PROBLEM DESCRIPTION:
Please update the records from the start up to and including the line with "positive clicks: (29, 15) (18, 44) (13, 47)", replacing "rough mask" with "coarse mask" and leaving everything else unchanged.

(Records contained in a dataset)
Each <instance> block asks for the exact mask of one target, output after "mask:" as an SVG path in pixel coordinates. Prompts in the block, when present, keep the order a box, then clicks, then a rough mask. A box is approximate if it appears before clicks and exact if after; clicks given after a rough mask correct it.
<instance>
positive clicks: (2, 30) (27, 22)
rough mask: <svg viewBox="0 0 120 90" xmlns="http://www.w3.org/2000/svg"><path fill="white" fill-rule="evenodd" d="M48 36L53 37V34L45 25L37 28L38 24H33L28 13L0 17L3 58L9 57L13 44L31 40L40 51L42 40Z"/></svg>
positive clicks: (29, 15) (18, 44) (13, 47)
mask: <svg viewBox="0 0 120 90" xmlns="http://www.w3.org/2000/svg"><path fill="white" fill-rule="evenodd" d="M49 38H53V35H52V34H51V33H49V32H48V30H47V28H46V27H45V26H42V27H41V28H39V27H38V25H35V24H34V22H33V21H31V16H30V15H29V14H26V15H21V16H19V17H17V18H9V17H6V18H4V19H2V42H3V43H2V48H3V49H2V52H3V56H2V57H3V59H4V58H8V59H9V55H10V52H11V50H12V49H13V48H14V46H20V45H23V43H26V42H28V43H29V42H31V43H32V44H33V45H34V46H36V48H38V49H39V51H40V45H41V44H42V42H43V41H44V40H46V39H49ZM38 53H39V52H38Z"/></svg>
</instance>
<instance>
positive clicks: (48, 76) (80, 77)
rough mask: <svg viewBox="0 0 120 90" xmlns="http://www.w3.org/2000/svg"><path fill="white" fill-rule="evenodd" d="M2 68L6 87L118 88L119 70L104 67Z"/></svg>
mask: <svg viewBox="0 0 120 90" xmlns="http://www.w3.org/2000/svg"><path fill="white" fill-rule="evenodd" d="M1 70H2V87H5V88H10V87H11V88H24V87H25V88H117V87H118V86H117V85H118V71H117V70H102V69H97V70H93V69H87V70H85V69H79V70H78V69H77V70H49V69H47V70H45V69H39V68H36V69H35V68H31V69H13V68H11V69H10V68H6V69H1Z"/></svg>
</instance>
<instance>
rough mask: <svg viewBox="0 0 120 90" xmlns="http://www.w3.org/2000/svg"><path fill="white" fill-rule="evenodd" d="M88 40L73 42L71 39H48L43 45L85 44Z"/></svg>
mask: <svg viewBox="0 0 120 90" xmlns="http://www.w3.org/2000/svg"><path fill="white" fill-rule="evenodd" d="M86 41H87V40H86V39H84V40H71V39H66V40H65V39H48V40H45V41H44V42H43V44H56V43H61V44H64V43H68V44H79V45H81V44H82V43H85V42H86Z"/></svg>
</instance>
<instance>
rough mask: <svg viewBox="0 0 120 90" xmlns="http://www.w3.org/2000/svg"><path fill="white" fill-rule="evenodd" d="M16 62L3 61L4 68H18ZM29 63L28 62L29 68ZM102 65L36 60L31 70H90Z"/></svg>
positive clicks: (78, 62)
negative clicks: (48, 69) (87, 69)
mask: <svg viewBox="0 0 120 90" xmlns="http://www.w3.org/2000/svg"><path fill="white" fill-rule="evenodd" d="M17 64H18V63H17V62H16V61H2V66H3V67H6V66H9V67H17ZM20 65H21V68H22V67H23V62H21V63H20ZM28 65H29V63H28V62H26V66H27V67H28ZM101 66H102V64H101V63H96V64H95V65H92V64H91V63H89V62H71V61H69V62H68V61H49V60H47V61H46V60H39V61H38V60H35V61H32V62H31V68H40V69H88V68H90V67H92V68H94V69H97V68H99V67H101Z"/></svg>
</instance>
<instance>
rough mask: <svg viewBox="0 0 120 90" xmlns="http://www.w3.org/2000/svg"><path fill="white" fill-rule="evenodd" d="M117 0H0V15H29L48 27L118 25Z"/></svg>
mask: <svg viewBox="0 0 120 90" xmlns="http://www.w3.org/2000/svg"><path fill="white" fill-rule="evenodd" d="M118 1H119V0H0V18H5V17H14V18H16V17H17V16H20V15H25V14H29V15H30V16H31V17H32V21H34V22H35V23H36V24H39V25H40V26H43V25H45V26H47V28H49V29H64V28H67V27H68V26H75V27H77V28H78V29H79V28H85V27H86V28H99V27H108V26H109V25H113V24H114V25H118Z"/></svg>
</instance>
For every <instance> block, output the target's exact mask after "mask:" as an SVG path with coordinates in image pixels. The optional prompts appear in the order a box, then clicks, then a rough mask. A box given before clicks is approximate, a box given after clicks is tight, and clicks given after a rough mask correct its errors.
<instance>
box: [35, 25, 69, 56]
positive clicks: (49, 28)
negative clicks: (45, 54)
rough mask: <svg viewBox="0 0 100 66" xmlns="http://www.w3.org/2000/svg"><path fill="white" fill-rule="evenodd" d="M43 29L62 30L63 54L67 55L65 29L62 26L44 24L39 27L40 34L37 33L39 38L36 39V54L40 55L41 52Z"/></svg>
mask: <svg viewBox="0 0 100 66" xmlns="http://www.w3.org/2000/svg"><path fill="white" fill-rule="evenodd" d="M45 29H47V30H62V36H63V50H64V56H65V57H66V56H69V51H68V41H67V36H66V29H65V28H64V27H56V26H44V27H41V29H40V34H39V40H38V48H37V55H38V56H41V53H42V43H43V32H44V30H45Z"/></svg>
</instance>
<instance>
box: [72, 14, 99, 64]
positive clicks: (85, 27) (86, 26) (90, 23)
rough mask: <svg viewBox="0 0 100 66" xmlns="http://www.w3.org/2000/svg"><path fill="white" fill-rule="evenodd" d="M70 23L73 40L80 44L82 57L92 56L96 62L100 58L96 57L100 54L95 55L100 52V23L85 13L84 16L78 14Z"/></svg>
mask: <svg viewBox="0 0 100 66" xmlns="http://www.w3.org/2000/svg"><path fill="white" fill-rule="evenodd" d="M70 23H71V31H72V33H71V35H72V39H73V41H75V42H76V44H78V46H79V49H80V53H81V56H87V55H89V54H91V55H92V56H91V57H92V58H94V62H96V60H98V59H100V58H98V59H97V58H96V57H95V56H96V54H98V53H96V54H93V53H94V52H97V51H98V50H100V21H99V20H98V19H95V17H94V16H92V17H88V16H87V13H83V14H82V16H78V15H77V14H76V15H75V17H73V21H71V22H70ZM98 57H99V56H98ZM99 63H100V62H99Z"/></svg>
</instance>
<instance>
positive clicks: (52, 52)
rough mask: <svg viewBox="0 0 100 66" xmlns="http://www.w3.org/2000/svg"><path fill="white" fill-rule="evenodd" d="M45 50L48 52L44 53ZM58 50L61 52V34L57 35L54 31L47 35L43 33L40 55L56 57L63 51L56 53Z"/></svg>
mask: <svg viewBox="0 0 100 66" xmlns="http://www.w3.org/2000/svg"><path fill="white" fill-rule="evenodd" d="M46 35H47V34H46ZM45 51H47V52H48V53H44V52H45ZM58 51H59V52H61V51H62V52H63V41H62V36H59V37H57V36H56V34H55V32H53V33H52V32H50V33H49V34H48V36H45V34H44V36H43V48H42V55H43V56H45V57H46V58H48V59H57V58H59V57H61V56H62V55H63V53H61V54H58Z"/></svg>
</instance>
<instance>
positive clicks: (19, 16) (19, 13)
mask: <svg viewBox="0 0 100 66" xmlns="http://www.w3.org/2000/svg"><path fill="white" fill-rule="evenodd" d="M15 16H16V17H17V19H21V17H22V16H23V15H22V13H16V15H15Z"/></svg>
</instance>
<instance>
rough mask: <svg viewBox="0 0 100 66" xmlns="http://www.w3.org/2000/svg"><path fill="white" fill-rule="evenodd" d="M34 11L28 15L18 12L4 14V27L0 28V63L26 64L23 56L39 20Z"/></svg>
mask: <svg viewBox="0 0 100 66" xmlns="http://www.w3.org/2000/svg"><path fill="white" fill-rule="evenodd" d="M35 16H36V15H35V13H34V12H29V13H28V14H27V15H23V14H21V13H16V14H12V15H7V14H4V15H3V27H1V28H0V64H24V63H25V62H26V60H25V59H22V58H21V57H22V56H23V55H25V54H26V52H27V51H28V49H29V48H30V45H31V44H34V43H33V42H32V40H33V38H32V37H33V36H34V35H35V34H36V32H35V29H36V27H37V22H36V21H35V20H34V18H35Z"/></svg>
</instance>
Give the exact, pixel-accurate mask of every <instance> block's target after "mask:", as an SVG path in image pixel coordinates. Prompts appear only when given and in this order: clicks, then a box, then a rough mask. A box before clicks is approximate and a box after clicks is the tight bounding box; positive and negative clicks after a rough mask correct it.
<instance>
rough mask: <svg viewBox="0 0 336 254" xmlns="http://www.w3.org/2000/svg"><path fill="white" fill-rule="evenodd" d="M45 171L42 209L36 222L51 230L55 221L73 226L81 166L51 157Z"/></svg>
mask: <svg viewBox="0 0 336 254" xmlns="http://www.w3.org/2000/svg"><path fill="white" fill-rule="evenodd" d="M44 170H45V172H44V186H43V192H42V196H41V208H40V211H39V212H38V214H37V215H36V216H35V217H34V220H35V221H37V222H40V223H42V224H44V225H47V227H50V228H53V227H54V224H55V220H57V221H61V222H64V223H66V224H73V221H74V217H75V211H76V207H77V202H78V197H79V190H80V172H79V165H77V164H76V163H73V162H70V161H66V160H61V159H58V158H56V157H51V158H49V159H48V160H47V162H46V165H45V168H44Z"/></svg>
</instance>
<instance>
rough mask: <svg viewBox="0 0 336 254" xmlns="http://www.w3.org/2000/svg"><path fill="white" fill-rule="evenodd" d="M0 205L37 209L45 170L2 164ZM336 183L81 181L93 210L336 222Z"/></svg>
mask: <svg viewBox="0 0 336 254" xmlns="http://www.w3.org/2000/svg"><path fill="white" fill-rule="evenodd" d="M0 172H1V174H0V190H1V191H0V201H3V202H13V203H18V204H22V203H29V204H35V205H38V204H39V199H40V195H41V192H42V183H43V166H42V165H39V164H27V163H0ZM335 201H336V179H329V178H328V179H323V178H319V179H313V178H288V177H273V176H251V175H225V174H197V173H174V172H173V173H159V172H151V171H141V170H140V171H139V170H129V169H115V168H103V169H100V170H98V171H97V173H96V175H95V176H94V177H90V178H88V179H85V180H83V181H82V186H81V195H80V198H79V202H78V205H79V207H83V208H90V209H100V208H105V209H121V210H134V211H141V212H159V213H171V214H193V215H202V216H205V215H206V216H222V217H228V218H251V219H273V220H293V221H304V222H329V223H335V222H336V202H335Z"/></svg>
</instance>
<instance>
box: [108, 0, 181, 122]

WRITTEN RESPONSE:
Each <instance> block asks for the exact mask of one target, output after "mask:" as an SVG path in pixel coordinates. Prompts in the block, when present, keep the order a box, then clicks, then a coarse mask. A box is approximate if it appears before clicks and exact if after; clicks given after a coarse mask correct it.
<instance>
positive clicks: (2, 30) (27, 22)
coarse mask: <svg viewBox="0 0 120 90" xmlns="http://www.w3.org/2000/svg"><path fill="white" fill-rule="evenodd" d="M48 36L53 37V34L45 25L37 28L38 24H33L28 13L0 17L3 58L9 57L13 44L31 40L40 51L42 40Z"/></svg>
positive clicks: (29, 15) (18, 44) (13, 47)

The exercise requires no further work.